(Saved entries)
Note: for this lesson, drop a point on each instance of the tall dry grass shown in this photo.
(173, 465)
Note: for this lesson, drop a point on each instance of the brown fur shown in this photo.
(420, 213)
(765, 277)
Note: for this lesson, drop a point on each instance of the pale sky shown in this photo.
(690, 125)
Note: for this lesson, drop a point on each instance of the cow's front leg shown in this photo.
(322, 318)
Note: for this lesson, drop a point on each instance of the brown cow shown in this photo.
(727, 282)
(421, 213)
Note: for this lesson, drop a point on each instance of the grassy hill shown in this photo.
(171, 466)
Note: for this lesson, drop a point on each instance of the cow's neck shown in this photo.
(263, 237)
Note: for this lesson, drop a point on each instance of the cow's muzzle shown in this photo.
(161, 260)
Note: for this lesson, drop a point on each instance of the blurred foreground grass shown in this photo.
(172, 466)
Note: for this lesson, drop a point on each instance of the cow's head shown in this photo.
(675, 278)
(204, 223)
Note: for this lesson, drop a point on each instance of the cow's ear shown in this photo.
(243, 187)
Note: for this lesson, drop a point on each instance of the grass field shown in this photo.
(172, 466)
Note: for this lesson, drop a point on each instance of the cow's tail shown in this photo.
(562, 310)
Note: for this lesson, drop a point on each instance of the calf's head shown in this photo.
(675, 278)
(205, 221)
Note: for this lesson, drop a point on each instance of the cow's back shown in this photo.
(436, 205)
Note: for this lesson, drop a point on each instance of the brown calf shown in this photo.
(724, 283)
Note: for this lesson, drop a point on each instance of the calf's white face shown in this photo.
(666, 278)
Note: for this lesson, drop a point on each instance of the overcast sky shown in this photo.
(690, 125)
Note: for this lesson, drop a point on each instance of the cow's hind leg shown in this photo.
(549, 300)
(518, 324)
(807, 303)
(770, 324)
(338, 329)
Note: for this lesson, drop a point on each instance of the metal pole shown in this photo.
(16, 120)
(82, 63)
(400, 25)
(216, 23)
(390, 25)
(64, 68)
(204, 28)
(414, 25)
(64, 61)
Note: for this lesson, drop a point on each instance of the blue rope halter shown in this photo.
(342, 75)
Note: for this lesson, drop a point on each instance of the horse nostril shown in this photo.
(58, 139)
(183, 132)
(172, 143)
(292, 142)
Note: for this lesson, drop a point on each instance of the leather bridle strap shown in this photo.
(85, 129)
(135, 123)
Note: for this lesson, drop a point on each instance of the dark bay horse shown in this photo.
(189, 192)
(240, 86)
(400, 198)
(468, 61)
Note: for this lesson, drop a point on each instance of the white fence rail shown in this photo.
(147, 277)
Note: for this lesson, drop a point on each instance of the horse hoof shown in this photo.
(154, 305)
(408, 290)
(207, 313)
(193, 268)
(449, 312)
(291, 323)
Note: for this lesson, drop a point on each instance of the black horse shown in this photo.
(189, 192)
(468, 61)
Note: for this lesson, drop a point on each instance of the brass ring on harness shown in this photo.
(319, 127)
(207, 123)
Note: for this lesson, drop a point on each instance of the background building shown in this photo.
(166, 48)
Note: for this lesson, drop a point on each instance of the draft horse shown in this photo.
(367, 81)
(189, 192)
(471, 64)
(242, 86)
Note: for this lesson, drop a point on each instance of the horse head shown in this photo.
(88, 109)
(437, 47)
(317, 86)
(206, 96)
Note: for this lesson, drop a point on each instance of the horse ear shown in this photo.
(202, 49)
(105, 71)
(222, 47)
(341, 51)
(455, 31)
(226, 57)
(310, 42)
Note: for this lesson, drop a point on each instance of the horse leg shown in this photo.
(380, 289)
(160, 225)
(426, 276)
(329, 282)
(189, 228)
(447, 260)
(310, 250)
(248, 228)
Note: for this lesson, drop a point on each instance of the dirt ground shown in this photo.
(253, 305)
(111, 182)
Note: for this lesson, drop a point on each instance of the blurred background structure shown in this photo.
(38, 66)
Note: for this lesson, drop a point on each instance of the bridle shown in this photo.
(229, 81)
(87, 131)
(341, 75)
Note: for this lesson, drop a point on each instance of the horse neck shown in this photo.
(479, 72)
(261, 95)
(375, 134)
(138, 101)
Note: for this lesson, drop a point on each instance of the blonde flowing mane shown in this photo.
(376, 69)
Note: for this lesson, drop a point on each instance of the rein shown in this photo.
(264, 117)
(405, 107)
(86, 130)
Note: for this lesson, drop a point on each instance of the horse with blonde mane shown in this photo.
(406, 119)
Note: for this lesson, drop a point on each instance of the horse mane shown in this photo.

■ Short exercise: Please copy every one of the lines above word for word.

■ Task result:
Note: for this lesson, drop a point on each instance of the tall dry grass shown in this photo.
(173, 465)
Note: for this lesson, drop a point on each instance of the brown fur shown in this photo.
(420, 213)
(765, 277)
Note: for this lesson, drop a point on each instance of the pale sky shown in this photo.
(690, 125)
Note: for this lesson, drop a point on each instance of the cow's front leg shown in this photo.
(322, 318)
Note: for this lesson, drop a point on each instance of the brown cow shown in this photo.
(727, 282)
(421, 213)
Note: for this lesson, drop a point on each instance of the grassy hill shown in this photo.
(171, 466)
Note: for this lesson, drop a point on each instance of the cow's neck shown in this photo.
(263, 237)
Note: for this lesson, drop a point on each instance of the cow's muzzle shown in this photo.
(161, 260)
Note: for this lesson, drop a point on each instance of the blurred foreground grass shown in this photo.
(172, 466)
Note: for this lesson, drop a point on each instance of the cow's head shown in this photo.
(675, 278)
(204, 223)
Note: for this lesson, drop a point on each instance of the cow's ear shown in this photo.
(243, 187)
Note: for this lesson, drop a point on each instance of the grass field shown in this photo.
(172, 466)
Note: for this lesson, drop a point on each instance of the cow's tail shown in this photo.
(562, 310)
Note: for this lesson, drop a point on each instance of the calf's head shown in this photo.
(675, 278)
(205, 221)
Note: for this lesson, drop a point on each instance of the cow's back shown in this photo.
(436, 205)
Note: for this lesson, drop a point on each instance of the brown calf shown in this photo.
(724, 283)
Note: for this lesson, drop a point on each instance of the calf's white face shown in this photo.
(666, 278)
Note: for this lesson, drop a point on each instance of the overcast sky shown in this photo.
(690, 125)
Note: for this lesson, drop a point on each instance of the cow's hind leg shown in this photo.
(549, 300)
(518, 324)
(807, 303)
(770, 324)
(338, 329)
Note: for this lesson, drop a point on each instance of the metal pole shown in this photo.
(16, 120)
(82, 63)
(400, 25)
(216, 23)
(390, 25)
(64, 68)
(204, 28)
(414, 25)
(64, 61)
Note: for this lesson, drop a point on each instance of the blue rope halter shown in this photo.
(342, 75)
Note: for this lesson, drop a point on each instance of the horse nostril shown in this photo.
(58, 139)
(183, 132)
(172, 143)
(292, 142)
Note: for this lesson, drop a point on each instance of the leather bridle strap shown in this photo.
(85, 129)
(135, 123)
Note: for this lesson, drop a point on each instance of the dark bay horse shown in this photo.
(189, 192)
(240, 86)
(400, 198)
(468, 61)
Note: for this lesson, drop a point on each instance of the white fence rail shown in this photo.
(147, 277)
Note: for this lesson, drop a point on each instance of the horse hoof shown in this photo.
(154, 305)
(408, 290)
(207, 313)
(193, 268)
(449, 312)
(291, 323)
Note: for this lesson, drop a point on each instance of the black horse shown in this photo.
(189, 192)
(468, 61)
Note: for this lesson, drop a point on each instance of the brass ring on harness shown in this photo.
(319, 127)
(207, 123)
Note: for this lesson, drop a point on each instance of the background building shown in this photo.
(166, 48)
Note: for this lesson, drop a point on each instance of the draft horse shown in this photo.
(367, 81)
(189, 192)
(471, 64)
(242, 86)
Note: for this lesson, drop a point on each instance of the horse head shown in this photo.
(88, 109)
(437, 47)
(317, 86)
(206, 96)
Note: for this lesson, drop a point on each instance of the horse ear shown in this photo.
(202, 49)
(105, 71)
(222, 47)
(341, 51)
(455, 31)
(226, 57)
(310, 42)
Note: for this lesson, drop a point on each instance of the horse leg shown in this photo.
(380, 289)
(160, 225)
(426, 276)
(329, 282)
(189, 228)
(447, 260)
(310, 250)
(248, 228)
Note: for this lesson, drop a point on each instance of the dirt ground shown in this photo.
(253, 305)
(111, 182)
Note: for this lesson, drop a point on each instance of the blurred background structure shown in this photo.
(38, 66)
Note: for this lesson, drop a point on each instance of the bridle shown in this photo.
(229, 81)
(87, 131)
(341, 75)
Note: for this lesson, drop a point on each instance of the horse neck shown in this photo.
(479, 72)
(261, 95)
(375, 134)
(138, 101)
Note: for this lesson, drop a point on each instance of the blonde flowing mane shown in this photo.
(376, 69)
Note: for this lesson, drop a point on each instance of the rein shown in this photo.
(264, 117)
(405, 107)
(86, 130)
Note: for this lesson, drop a point on each instance of the horse with blonde mane shown in this photo.
(406, 119)
Note: for this lesson, drop a point on each instance of the horse mane shown in this photo.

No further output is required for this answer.